→ **TASK BRIEF**: Only the lines from the one containing "the gravel path" through the last line below should be written out, exactly and with both ends kept.

Object position labeling entries
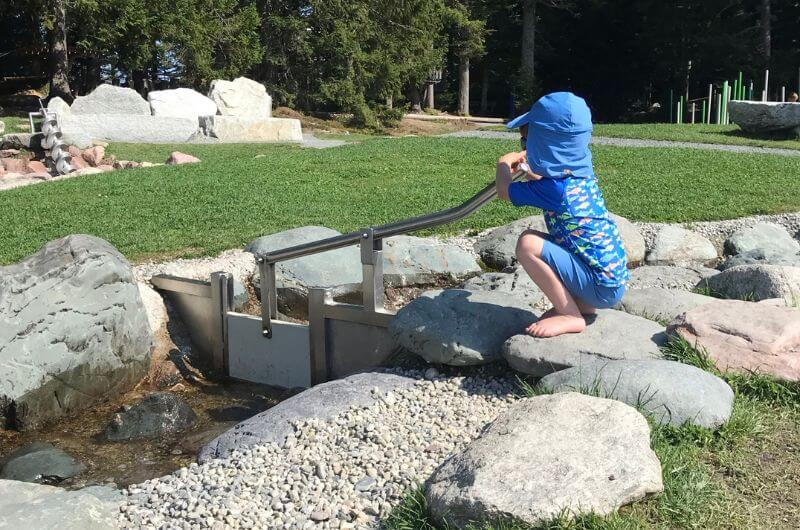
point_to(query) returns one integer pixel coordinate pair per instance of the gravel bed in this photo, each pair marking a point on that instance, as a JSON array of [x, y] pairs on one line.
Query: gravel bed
[[344, 473]]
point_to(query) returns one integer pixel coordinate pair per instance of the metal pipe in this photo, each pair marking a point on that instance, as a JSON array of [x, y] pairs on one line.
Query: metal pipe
[[390, 229]]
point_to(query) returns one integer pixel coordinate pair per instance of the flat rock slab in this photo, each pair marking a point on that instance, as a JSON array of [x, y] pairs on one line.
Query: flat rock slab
[[322, 401], [672, 393], [765, 116], [40, 462], [109, 99], [611, 335], [548, 456], [409, 260], [130, 128], [745, 337], [459, 327], [669, 277], [675, 245], [757, 282], [516, 283], [73, 330], [26, 505], [497, 248], [157, 415], [659, 304]]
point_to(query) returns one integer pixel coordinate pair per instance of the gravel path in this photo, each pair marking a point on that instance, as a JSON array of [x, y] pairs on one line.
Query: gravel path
[[343, 473], [630, 142]]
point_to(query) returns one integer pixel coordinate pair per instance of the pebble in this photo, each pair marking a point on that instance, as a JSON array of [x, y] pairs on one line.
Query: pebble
[[346, 472]]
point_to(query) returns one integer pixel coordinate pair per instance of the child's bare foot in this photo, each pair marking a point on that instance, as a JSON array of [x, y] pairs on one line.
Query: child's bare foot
[[552, 326]]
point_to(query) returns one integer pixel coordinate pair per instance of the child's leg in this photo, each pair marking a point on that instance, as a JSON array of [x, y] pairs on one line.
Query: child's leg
[[567, 317]]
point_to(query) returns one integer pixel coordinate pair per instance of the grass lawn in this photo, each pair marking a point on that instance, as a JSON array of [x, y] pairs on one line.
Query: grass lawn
[[231, 197], [705, 134], [15, 124], [744, 476]]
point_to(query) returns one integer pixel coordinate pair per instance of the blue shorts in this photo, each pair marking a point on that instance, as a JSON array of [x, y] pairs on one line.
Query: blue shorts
[[578, 277]]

→ **COMPLETED TASK**:
point_to(query) returns one integer pixel coordinate pair per instance of the gravel path in this photo, each pair marking a point on that instance, as a JSON array of [x, y] pairs on one line.
Query: gravel path
[[343, 473], [630, 142]]
point_to(query) returns one integer pixel coordinate pair per instance of the pebble in this photo, each pair marking a point on that instance, as a JSON array of [x, y] pairs on one line.
Query: pebble
[[346, 472]]
point_to(query) returns one integer pixel coordinate pair per instance of the child's bare foot in this photo, each pair marking a point on that instance, as a JSON array of [x, y] pairs on one line.
Query: child's bare foot
[[552, 326]]
point_to(query) returns one integer pixel coordinate pair per instance of the child's leg in this photo, each pair marking a point on that instance, as a JSON array of [x, y] pairs on one line.
Query: child's leg
[[567, 317]]
point_to(query) returns one integer pixel coordinate pair per instance of the grass lawn in this photo, each pair marking a point on that instance, as a JSON array of [x, y] pairs on one line.
Query: grass lawn
[[231, 197], [705, 134], [15, 124], [744, 476]]
point_to(query) returns one integer pixel coordinate pair per instance of the blue shorts in this photo, each pair marking a point on that instance, as a JSON array of [x, y] pairs on one line.
Query: blue shorts
[[578, 277]]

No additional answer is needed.